- [Serie di compiti]:
[1] Stabilisca se ciascuna delle seguenti affermazioni concorda con l'articolo sulla vedovanza, rispondendo sì o no e citando le parole decisive del testo: (a) la morte pone fine all'unione degli sposi uniti dall'amore di Dio; (b) l'ipotesi dell'ultimo articolo ha suscitato perplessità in tutti i lettori; (c) si intende porre in luce il pensiero di alcuni Padri della Chiesa dei primi secoli.
[2] Spieghi, in base all'articolo sulla vedovanza, perché si vuole illustrare il pensiero di alcuni Padri della Chiesa dei primi secoli.
[3] Riporti tutte le frasi dell'articolo sulla vedovanza che nominano i Padri della Chiesa.

Vedovanza

di Assunta Scialdone

Il matrimonio dura anche dopo la morte. Lo dicono i Padri della Chiesa

8 Maggio 2019

sposi

Quando l’amore che unisce gli sposi è quello di Dio, neanche la morte può decretare la fine di quella unione. L’una sola carne continuerà a vivere oltre la morte e verrà vissuta, in cielo, con modalità a noi sconosciute. Lo si evince chiaramente dal pensiero di alcuni Padri della Chiesa dei primi secoli.

L’ipotesi avanzata nell’ultimo articolo, che riguardava il destino della consacrazione matrimoniale dopo la morte, ha suscitato in alcuni gioia, mentre in altri perplessità. Questi ultimi l’hanno avvertita come una strana novità. Ebbene vorremmo mostrare che tale non è ponendo in luce il pensiero a tale riguardo di alcuni Padri della Chiesa dei primi secoli.

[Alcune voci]
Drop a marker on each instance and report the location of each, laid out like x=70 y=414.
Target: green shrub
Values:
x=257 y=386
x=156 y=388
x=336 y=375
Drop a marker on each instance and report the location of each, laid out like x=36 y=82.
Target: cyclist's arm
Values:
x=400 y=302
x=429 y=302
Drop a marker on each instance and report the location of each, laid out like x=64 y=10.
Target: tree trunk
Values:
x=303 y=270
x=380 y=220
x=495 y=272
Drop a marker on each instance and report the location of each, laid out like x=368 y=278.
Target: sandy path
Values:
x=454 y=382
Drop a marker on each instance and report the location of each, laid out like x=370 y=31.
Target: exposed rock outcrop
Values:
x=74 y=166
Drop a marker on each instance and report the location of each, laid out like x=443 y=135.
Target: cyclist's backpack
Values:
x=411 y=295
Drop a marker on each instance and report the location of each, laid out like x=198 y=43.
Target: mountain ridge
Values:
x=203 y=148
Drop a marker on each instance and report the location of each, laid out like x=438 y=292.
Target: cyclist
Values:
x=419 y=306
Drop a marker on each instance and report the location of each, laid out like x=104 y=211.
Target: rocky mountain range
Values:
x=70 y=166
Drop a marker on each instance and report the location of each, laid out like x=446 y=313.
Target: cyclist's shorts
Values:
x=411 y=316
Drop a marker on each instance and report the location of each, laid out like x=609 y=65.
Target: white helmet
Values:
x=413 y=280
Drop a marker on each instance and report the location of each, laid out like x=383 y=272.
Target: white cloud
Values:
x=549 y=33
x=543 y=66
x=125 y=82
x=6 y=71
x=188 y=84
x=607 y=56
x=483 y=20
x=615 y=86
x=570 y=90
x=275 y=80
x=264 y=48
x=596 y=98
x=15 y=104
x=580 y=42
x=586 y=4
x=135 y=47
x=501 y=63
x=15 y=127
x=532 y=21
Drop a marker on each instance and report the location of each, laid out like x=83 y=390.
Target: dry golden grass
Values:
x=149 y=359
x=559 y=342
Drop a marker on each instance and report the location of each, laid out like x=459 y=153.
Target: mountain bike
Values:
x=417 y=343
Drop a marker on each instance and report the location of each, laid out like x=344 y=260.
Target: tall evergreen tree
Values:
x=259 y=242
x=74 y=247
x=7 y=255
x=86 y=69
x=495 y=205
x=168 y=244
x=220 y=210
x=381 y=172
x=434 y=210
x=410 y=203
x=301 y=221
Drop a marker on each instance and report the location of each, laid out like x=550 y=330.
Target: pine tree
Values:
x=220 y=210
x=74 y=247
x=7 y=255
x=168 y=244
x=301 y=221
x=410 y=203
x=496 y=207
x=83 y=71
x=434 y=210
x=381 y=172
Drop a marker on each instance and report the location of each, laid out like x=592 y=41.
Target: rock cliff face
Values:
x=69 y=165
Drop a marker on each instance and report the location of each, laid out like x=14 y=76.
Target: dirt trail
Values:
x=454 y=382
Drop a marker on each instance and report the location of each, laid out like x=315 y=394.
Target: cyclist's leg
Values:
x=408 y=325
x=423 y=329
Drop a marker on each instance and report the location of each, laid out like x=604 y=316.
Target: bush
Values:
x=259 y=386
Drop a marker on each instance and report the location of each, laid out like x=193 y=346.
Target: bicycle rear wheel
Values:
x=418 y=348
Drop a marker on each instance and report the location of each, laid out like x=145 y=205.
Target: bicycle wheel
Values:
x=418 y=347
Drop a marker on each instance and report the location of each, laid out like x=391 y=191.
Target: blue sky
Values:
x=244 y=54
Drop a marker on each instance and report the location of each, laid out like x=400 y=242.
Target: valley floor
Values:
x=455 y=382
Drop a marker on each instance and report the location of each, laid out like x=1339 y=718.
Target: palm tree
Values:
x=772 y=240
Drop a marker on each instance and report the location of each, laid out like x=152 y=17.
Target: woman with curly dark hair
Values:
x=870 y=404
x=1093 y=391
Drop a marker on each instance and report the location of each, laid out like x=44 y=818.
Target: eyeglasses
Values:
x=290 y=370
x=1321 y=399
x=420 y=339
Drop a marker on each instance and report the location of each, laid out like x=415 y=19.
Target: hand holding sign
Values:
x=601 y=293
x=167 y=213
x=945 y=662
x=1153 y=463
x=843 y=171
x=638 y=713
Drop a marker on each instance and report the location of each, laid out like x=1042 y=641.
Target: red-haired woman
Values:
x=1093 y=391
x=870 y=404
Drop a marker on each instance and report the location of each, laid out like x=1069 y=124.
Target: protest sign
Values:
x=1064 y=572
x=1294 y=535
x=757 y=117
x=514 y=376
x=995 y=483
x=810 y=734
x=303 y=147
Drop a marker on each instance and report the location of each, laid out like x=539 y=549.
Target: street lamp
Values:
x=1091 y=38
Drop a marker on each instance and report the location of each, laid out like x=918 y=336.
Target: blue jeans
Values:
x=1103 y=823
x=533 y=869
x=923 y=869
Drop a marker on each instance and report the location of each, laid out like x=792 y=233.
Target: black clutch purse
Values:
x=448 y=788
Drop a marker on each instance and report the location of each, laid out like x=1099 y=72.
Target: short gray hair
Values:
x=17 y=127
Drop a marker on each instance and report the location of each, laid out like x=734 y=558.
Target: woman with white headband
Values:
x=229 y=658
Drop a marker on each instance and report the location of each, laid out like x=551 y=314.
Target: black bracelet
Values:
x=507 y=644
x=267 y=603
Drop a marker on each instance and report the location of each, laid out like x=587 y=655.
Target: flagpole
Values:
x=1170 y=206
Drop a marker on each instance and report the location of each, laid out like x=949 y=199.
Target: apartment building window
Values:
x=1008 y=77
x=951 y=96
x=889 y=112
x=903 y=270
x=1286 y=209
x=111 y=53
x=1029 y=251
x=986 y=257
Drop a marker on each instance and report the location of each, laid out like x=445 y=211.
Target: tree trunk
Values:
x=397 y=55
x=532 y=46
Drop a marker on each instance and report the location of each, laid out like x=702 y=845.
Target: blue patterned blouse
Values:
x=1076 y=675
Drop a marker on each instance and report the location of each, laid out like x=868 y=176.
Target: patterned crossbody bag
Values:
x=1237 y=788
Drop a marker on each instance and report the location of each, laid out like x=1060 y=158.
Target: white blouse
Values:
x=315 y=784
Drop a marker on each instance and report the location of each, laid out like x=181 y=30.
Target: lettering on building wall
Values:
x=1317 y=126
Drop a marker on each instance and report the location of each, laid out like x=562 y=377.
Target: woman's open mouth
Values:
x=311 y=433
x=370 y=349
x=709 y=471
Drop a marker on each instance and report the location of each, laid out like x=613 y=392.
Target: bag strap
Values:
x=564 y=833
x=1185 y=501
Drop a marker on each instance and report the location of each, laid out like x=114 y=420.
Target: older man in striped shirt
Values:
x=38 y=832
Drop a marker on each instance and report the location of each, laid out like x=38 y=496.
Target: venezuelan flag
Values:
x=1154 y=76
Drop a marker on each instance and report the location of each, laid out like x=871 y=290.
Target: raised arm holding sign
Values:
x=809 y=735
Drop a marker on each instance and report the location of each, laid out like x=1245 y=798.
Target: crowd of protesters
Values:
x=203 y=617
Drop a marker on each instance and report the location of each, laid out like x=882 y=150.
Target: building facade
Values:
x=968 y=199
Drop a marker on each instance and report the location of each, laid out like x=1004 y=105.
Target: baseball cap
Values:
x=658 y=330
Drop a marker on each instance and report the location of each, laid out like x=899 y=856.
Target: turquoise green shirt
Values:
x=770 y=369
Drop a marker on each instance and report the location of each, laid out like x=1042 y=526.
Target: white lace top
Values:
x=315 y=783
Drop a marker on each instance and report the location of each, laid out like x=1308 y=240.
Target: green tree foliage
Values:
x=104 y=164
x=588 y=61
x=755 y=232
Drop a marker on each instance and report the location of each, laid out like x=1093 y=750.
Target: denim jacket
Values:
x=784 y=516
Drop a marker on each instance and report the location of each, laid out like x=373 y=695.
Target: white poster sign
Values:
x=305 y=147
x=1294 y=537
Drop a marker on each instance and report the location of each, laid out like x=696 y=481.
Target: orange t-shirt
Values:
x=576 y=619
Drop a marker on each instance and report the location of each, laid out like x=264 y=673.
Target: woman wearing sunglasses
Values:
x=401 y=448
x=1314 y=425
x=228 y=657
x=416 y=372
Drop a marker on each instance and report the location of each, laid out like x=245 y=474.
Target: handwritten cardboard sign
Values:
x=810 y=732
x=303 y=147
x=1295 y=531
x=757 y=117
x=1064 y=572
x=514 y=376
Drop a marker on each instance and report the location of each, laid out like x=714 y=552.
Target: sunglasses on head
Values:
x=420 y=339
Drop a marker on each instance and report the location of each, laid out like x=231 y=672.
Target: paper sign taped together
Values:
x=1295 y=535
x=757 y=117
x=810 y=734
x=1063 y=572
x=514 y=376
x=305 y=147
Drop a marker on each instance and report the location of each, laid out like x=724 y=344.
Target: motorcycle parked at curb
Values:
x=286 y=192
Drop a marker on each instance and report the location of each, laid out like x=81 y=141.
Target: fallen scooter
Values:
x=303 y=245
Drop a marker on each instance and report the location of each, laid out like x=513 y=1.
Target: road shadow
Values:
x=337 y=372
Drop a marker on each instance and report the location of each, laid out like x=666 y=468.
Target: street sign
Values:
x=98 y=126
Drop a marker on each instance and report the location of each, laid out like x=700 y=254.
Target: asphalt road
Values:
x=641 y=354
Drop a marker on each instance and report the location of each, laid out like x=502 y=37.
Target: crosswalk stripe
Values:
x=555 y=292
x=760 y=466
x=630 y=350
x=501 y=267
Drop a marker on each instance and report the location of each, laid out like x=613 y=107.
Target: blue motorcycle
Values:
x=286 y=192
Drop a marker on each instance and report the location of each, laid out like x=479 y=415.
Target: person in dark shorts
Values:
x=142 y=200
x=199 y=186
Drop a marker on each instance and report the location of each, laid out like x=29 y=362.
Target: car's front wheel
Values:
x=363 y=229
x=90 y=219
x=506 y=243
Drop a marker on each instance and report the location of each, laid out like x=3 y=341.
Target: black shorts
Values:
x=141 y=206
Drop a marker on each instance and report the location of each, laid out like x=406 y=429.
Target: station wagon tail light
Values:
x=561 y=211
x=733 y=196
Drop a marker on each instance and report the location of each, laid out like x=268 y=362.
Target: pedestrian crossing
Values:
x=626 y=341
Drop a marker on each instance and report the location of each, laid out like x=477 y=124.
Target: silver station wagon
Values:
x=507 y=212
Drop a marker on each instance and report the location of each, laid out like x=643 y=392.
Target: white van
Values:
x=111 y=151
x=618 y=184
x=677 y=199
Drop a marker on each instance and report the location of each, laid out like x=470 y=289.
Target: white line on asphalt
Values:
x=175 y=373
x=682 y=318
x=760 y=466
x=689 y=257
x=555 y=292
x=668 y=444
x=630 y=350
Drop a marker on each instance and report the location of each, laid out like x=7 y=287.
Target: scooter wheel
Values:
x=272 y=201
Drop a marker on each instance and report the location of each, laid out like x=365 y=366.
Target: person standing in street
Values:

- [Risposte ai compiti]:
[1]
(a) No: "neanche la morte può decretare la fine di quella unione".
(b) No: "ha suscitato in alcuni gioia, mentre in altri perplessità".
(c) Sì: "ponendo in luce il pensiero a tale riguardo di alcuni Padri della Chiesa dei primi secoli".

[2] Alcuni lettori hanno avvertito come una strana novità l'ipotesi dell'ultimo articolo sul destino della consacrazione matrimoniale dopo la morte. Richiamando il pensiero di quei Padri si vuole mostrare che tale ipotesi non è una novità.

[3]
- "Lo dicono i Padri della Chiesa"
- "Lo si evince chiaramente dal pensiero di alcuni Padri della Chiesa dei primi secoli."
- "Ebbene vorremmo mostrare che tale non è ponendo in luce il pensiero a tale riguardo di alcuni Padri della Chiesa dei primi secoli."